**PASSAGE PROVIDED**.
Normally used in dentist’s offices and hospitals, nitrous oxide—yes, laughing gas—is starting to turn up again in ambulances in some rural areas where medical workers with clearance to provide more traditional painkillers often aren’t on board.
It gives advanced emergency medical technicians, who are a step down from higher-level paramedics, a way to help relieve patients’ pain and anxiety on what can sometimes be long trips to a hospital.
“For someone to be in pain for that extended period of time, you know we want to try to ease that,” said Scott Brinkman, chief of emergency medical services in Stowe, a ski resort town that sees many related injuries and started using nitrous a year ago.
Nitrous oxide equipment has been sold to ambulance crews in at least 30 states in the past three years, including Maine, New York, North Dakota, Oregon, Texas and Wisconsin, according to Henry Schein Medical, the sole distributor of the version for ambulances.
Nitrous has been more commonly used in ambulances in Europe and Australia.
Nitrous oxide is also not an opioid, a bonus as the country grapples with a drug crisis. Experts have blamed prescription opioids for spikes in overdoses, and some patients simply might not want to be given an opioid, or their injury doesn’t require something so strong.
In Stowe, for example, a woman who dislocated her shoulder asked not to be given narcotics because she was recovering from addiction, Brinkman said.
The drug also bridges the gap between a cold pack and narcotics, said Michael Chiarella, director of operations at Richmond Rescue in Richmond, Vermont, which also handles many injuries suffered at a nearby ski resort.
The drug is delivered by breathing through a mask or tube that the patient holds so they can regulate how much they are getting.

**DATASET**.
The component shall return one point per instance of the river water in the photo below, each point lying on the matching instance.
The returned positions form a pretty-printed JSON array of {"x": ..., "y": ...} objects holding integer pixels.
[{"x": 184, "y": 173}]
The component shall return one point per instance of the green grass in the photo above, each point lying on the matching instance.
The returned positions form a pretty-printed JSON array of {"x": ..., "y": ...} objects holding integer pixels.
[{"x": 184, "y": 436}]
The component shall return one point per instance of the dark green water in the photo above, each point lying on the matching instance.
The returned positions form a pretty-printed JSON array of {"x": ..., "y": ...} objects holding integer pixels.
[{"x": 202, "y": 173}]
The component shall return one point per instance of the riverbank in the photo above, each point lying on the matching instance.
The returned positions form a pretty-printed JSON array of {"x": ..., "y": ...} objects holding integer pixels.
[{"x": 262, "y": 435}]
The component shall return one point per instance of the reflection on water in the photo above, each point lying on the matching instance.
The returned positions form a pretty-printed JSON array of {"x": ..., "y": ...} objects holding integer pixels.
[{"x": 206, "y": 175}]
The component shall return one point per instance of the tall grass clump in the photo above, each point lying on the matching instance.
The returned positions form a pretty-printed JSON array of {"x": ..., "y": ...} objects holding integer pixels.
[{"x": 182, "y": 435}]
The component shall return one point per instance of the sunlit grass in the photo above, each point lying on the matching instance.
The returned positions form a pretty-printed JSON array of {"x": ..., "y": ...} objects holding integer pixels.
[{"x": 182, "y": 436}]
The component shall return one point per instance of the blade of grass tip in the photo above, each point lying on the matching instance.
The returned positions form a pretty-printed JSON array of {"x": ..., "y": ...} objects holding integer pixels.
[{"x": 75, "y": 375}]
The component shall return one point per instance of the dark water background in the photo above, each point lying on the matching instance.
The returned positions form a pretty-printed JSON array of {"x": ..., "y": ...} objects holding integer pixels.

**WORK TO BE COMPLETED**.
Carry the article on nitrous oxide in rural ambulances forward from its last sentence, keeping the same news style. The rows can be set aside.

**OUTPUT OF THE EXERCISE**.
“It’s fast-acting and it wears off,” said Jeremy Oleson, an advanced EMT and chief of the fire department in Twin Mountain, New Hampshire.
Nitrous was used on some ambulances in the 1980s and 1990s until the product line was sold. The portable product is now back on the market with another manufacturer.
The renewed use of nitrous on ambulances comes as some states have begun to allow advanced EMTs, which have less training than paramedics, to administer it, in line with national guidelines.
Stowe, a largely volunteer squad, is adding a unit to a second ambulance this fall at a cost of about $3,800, plus costs for disposable supplies and some cleaning agents, as well as the nitrous cylinders, which cost about $14 to refill. Brinkman estimates the drug costs less than $10 per use once the equipment is purchased.
Not all is rosy. Nitrous oxide in and of itself has the potential to be used as a recreational drug and can be misused by providers and patients, or can be stolen for personal use or sale on the street, according to the American Ambulance Association.
And while it has its advantages, nitrous oxide also can cause nausea, vomiting and light-headedness, which could cause complications with some patients, said Dr. Edward Yaghmour, chairman of the American Society of Anesthesiologists’ Committee on Obstetric Anesthesia.
The gas cannot be used in patients with head injuries, or who have abdominal pain or pulmonary concerns.
Nitrous helped Nick Chegwidden, an EMT himself, after he fell while skiing at Stowe Mountain Resort in March and the edge of his ski cut his leg.
His adrenaline kicked in, he said, but by the time the ambulance arrived 30 to 40 minutes later, he was in pain. He couldn’t move his foot, so he was also having anxiety. The advanced EMT crew gave him nitrous.
“So for the transport,” he said, “I was calm and comfortable.”